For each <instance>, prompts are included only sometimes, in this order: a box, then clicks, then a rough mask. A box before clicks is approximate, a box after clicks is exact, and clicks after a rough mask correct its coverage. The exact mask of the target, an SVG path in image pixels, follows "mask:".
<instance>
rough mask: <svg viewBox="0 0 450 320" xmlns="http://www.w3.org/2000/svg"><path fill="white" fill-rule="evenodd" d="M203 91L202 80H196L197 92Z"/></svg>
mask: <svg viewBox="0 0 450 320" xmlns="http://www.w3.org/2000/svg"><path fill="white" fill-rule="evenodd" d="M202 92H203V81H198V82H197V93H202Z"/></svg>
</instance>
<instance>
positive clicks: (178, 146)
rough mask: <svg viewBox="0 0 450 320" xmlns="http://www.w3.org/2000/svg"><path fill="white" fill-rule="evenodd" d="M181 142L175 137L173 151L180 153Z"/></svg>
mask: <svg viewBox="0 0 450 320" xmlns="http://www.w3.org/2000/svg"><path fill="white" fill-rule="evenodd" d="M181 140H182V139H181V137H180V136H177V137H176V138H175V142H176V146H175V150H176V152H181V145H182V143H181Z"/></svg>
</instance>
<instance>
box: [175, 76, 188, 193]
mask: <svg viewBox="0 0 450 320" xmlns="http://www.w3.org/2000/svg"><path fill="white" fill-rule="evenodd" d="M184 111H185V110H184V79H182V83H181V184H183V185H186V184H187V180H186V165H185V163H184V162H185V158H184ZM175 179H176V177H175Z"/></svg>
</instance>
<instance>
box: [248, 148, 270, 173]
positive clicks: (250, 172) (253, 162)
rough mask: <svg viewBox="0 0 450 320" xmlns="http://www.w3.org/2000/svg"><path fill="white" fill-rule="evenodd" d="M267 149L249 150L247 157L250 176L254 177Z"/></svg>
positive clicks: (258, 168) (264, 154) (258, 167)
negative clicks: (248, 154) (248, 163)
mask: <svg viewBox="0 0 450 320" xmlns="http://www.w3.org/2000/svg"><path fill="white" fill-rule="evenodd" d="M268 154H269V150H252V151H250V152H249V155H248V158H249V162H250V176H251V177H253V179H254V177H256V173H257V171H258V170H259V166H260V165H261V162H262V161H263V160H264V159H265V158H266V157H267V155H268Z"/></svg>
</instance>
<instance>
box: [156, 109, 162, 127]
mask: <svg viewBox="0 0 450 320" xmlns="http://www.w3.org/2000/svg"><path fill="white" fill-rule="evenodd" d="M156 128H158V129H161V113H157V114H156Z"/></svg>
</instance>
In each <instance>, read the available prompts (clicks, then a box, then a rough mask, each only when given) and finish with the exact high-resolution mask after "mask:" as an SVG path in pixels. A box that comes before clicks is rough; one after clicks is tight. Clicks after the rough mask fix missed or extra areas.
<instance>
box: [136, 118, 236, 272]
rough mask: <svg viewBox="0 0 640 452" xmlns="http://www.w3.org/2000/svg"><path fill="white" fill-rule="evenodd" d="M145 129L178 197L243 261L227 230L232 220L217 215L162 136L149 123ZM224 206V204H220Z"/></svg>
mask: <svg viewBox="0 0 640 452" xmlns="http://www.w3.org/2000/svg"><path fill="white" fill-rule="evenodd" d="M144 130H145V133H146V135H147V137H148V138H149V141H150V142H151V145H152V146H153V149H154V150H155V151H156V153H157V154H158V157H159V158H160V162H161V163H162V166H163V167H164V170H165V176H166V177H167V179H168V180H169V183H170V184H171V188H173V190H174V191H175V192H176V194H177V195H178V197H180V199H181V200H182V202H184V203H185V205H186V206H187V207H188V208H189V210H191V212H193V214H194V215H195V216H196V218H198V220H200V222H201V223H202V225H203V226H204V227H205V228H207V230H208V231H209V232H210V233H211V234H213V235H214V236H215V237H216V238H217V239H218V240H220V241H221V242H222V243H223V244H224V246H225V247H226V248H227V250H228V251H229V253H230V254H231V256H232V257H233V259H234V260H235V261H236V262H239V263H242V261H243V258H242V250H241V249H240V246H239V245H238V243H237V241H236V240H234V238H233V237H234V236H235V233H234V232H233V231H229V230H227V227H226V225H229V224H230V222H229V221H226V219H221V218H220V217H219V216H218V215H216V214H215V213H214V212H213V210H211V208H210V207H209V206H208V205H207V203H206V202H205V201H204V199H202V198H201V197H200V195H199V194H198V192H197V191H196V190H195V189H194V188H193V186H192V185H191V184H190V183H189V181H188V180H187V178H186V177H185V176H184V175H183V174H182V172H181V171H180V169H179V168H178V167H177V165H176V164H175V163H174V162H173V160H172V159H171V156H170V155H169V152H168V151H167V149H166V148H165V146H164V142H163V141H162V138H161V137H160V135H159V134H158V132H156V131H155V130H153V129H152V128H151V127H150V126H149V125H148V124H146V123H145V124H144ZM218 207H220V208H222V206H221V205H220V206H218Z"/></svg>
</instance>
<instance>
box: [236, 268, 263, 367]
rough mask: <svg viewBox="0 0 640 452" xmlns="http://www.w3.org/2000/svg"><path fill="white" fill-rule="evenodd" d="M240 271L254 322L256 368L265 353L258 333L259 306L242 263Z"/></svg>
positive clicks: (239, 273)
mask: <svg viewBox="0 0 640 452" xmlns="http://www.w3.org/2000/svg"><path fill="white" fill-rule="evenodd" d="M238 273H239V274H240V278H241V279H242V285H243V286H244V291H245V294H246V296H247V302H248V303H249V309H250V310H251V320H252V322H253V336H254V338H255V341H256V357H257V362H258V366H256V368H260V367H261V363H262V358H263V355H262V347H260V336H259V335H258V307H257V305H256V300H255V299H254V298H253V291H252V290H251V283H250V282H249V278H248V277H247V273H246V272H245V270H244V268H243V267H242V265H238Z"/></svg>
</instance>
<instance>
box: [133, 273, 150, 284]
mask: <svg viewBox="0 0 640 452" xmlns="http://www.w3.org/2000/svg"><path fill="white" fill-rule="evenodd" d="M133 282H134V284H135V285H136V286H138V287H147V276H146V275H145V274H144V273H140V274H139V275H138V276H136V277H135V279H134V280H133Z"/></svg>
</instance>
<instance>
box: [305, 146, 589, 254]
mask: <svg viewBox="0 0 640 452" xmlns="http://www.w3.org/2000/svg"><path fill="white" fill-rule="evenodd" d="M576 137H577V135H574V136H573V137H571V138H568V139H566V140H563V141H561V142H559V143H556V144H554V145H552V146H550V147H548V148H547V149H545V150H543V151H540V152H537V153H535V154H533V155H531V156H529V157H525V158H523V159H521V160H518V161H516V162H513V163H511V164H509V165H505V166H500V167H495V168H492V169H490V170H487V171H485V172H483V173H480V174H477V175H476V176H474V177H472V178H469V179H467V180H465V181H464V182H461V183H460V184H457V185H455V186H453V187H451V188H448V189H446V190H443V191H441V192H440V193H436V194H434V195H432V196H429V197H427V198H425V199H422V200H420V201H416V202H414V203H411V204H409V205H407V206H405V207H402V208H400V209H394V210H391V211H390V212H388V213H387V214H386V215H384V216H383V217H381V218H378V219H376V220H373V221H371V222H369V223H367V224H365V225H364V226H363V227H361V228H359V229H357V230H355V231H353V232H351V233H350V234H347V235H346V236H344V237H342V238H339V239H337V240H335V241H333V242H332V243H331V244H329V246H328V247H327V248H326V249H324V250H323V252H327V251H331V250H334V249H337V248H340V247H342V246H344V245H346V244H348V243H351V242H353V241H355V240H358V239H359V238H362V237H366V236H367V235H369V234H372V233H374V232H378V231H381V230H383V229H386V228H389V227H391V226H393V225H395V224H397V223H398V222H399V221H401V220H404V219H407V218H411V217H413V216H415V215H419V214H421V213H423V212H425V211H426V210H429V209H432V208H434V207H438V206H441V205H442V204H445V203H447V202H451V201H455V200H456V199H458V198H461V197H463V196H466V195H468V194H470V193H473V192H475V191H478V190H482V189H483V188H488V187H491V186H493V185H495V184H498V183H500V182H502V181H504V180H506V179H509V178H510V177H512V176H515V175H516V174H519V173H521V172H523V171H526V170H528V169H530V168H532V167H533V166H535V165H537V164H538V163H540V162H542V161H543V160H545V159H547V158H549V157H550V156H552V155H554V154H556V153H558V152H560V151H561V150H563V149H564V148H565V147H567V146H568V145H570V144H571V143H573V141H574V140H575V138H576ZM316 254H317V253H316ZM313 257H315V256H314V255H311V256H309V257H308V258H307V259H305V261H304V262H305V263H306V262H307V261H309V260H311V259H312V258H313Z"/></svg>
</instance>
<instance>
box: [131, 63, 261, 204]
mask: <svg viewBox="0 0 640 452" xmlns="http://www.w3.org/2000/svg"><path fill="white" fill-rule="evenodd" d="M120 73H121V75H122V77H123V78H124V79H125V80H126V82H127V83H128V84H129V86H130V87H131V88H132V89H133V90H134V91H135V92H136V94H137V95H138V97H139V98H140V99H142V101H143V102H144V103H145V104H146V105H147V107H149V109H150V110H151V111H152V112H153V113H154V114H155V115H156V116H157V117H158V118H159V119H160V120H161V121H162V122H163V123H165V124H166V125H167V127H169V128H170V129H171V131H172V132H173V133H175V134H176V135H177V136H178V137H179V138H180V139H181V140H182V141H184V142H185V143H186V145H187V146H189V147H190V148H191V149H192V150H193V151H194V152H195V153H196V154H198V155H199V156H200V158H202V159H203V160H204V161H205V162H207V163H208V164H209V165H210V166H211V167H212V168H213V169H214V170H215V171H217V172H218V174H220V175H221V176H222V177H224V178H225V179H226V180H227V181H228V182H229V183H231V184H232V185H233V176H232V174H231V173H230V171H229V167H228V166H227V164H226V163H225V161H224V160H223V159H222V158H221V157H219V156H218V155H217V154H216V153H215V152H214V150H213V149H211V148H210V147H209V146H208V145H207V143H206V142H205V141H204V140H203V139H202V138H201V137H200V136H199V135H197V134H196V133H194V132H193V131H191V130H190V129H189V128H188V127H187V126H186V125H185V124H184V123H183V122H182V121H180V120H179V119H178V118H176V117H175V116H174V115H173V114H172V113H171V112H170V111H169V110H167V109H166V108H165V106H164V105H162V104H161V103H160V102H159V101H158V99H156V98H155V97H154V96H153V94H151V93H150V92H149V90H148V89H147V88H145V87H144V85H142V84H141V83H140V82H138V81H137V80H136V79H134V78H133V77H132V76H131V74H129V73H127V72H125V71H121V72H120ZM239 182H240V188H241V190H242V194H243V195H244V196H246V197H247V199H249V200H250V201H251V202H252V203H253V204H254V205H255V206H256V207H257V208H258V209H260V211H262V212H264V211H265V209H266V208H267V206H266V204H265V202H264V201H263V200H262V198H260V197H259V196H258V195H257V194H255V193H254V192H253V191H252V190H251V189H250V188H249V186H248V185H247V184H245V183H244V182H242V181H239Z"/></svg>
--------------------------------------------------
_Required action_. Identify every line above that contains the word "before", and copy each of those lines in full.

_Written solution_.
For each <instance>, prompts are included only sometimes, in this order: a box, then clicks, then a rough mask. A box before clicks is approximate, a box after clicks is exact, and clicks after a rough mask correct its coverage. The exact mask of the target, an SVG path in image pixels, follows "mask:".
In each <instance>, read the available prompts (clicks, then a box, then a rough mask, each only when given) and finish with the exact high-resolution mask after "mask:" as an SVG path in pixels. A box that comes before clicks is rough; one after clicks is tight. Clicks after the rough mask fix missed or extra areas.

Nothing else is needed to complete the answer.